Count the lines in the entries below that contain the string "arched", matching case exactly, and give only that number.

....................

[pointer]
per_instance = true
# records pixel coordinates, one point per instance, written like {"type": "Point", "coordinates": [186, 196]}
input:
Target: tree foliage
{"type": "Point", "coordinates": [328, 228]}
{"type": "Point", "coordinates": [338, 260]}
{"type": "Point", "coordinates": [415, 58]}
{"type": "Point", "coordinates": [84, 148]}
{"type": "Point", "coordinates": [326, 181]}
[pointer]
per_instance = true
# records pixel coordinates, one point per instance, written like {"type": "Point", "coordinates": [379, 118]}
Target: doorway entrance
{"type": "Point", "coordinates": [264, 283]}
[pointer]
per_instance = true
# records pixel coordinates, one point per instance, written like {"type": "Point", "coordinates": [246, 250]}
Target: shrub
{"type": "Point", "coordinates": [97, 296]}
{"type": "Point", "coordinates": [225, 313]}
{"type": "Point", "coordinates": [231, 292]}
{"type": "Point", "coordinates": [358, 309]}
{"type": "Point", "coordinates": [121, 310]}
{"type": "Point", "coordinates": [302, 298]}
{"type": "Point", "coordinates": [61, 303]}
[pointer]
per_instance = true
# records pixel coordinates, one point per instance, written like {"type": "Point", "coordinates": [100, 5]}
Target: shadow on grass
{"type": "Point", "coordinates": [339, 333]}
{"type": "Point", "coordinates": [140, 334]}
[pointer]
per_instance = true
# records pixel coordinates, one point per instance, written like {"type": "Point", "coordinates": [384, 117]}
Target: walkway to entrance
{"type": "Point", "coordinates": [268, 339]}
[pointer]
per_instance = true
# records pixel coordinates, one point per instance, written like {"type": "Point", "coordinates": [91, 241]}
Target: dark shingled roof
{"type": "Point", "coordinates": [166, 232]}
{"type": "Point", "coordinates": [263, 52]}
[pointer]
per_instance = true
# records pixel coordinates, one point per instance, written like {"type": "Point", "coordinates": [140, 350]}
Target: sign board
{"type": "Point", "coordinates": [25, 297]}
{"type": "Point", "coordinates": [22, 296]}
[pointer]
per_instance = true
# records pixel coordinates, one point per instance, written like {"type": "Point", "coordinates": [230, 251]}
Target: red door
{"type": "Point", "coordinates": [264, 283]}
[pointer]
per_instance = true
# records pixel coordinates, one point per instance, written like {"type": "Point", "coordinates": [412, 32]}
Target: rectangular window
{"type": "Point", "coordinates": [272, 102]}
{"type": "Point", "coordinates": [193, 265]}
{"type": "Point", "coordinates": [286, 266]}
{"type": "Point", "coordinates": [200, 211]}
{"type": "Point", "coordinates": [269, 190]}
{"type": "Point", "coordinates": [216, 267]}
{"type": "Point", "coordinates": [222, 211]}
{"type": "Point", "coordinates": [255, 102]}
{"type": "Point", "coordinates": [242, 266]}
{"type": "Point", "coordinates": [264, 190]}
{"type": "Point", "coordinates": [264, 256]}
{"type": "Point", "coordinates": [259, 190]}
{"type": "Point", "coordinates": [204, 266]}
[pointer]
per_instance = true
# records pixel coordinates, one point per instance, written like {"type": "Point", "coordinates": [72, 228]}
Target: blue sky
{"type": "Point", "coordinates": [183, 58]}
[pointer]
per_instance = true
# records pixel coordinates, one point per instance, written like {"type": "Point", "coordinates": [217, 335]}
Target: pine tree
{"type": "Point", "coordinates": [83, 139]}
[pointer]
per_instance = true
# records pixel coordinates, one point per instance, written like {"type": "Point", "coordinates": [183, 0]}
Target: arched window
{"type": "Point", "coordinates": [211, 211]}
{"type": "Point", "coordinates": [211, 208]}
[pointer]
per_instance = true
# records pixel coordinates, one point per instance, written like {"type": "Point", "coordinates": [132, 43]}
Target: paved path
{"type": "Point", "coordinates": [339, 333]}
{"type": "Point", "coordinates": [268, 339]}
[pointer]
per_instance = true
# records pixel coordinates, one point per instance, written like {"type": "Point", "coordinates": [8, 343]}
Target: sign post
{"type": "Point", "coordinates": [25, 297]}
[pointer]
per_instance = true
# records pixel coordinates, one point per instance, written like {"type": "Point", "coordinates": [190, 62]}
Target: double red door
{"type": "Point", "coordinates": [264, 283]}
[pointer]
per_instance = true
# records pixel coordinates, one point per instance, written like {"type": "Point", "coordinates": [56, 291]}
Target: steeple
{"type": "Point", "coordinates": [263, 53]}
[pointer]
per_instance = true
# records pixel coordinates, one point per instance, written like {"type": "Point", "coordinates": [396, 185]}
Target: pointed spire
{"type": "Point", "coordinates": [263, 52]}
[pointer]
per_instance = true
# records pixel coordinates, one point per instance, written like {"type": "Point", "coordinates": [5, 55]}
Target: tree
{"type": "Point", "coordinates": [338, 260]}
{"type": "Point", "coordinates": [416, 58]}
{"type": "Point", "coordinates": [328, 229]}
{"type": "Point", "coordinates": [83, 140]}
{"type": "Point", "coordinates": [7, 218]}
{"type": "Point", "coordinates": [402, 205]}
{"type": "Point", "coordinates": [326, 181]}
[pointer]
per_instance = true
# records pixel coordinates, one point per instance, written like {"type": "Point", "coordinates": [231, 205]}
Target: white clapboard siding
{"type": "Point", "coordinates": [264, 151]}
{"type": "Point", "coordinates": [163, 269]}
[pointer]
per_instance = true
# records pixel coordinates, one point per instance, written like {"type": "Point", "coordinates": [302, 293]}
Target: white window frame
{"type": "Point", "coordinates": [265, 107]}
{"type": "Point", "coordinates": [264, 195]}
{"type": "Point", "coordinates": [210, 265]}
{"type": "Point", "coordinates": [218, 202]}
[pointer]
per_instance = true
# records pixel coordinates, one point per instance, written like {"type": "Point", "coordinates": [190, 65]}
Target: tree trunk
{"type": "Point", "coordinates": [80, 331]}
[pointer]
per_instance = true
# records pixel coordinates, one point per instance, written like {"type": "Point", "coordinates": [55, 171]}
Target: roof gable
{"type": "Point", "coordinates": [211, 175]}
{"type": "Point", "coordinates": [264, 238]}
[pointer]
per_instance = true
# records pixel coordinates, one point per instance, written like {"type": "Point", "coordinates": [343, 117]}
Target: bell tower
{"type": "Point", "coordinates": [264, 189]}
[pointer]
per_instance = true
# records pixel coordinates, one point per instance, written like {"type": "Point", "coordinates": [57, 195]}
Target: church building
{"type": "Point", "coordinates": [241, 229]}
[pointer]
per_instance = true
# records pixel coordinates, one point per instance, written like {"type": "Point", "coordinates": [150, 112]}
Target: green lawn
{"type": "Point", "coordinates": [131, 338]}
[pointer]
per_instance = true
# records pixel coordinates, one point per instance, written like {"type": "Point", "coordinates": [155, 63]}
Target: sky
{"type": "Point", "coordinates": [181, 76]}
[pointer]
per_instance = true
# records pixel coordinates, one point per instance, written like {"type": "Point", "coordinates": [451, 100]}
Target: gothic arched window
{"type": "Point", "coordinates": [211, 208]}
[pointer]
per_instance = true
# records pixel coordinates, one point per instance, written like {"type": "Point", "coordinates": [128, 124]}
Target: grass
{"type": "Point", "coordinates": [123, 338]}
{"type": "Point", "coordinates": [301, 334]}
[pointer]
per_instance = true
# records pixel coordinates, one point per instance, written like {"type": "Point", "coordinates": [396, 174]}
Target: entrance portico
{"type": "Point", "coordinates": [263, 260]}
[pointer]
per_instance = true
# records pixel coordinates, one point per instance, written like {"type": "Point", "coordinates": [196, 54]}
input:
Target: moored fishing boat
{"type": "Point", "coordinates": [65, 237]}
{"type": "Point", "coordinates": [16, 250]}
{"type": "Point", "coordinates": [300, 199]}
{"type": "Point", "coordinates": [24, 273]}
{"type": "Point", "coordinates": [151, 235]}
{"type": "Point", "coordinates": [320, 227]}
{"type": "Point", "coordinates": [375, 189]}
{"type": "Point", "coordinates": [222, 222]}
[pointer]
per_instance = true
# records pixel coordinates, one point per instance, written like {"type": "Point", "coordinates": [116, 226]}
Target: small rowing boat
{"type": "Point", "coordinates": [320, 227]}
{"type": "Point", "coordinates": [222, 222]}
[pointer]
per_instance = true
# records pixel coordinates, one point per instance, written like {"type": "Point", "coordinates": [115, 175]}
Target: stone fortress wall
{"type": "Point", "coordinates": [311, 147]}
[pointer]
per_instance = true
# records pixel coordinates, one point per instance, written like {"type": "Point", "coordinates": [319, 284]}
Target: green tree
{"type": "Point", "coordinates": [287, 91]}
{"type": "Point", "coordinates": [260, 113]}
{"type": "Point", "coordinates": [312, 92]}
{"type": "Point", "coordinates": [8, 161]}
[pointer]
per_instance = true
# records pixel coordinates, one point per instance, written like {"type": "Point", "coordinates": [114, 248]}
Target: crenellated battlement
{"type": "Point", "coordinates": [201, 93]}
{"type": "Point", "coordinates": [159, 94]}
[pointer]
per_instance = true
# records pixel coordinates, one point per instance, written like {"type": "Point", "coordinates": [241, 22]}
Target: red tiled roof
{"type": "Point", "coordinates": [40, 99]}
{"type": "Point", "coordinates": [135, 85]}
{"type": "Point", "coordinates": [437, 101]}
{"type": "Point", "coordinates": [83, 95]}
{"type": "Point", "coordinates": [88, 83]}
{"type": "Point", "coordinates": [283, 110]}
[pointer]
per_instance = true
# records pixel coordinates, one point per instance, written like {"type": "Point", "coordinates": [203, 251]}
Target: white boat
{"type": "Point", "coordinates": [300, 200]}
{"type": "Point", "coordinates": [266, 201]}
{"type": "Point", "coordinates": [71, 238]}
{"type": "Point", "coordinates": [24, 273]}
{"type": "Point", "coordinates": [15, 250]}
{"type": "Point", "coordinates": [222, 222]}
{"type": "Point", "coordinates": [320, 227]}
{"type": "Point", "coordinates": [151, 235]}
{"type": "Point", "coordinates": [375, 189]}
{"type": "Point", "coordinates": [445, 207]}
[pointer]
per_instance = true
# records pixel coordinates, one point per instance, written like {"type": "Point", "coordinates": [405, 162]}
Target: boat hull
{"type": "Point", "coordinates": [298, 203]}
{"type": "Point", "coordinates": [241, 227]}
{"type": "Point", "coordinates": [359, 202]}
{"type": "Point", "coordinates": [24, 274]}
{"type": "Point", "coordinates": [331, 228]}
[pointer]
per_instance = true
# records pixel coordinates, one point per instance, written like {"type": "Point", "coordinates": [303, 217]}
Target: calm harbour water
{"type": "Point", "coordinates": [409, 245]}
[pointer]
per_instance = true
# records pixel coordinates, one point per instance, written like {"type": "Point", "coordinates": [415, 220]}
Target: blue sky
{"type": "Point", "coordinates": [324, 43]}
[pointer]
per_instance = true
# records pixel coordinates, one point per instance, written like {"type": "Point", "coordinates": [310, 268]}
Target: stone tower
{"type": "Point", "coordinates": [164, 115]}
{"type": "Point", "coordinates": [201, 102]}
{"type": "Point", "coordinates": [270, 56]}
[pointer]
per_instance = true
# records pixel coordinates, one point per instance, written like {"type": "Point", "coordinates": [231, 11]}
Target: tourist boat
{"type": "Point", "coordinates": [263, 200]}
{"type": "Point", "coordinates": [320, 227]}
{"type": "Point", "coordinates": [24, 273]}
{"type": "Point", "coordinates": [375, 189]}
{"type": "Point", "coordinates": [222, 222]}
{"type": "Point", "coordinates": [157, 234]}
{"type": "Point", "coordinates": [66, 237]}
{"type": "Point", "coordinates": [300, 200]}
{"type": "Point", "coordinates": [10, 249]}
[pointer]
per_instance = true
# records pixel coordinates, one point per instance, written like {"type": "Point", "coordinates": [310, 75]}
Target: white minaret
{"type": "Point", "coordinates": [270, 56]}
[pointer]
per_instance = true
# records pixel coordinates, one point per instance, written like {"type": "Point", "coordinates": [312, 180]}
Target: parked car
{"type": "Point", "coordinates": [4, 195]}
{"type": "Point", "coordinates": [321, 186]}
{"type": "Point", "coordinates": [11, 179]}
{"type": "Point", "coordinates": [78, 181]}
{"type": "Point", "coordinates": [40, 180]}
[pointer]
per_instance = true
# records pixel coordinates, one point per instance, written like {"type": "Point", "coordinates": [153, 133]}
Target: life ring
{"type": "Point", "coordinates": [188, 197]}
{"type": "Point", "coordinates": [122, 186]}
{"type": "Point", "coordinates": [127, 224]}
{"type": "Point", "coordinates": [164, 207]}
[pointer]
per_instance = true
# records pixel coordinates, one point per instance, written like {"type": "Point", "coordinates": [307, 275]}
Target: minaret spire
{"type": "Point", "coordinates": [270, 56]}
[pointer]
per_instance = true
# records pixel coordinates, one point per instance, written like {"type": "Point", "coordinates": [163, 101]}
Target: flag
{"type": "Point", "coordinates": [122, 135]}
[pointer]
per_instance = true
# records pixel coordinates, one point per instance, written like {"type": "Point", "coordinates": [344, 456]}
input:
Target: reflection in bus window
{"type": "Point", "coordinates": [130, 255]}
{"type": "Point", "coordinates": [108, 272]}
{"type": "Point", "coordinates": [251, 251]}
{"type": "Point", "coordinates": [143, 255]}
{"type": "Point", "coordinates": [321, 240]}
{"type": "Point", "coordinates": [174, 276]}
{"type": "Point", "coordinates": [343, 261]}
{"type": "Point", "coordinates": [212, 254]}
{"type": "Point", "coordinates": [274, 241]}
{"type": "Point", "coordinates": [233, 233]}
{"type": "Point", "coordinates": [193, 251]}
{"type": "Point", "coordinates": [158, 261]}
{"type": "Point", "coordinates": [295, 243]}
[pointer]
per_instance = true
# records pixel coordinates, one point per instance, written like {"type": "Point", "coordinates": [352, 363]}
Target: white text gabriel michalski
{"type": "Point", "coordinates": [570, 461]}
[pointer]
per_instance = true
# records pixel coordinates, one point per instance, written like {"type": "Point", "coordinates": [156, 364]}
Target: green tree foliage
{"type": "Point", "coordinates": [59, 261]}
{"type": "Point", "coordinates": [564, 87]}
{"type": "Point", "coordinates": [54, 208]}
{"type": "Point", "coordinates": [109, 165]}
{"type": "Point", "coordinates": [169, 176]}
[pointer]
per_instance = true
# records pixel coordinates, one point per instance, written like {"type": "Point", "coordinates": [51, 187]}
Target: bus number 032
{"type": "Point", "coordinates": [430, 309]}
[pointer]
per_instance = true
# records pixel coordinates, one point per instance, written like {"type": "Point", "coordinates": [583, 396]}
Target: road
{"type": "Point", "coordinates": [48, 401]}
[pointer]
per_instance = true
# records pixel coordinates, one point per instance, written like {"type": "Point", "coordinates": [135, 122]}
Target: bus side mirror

....................

EXPECTED ANSWER:
2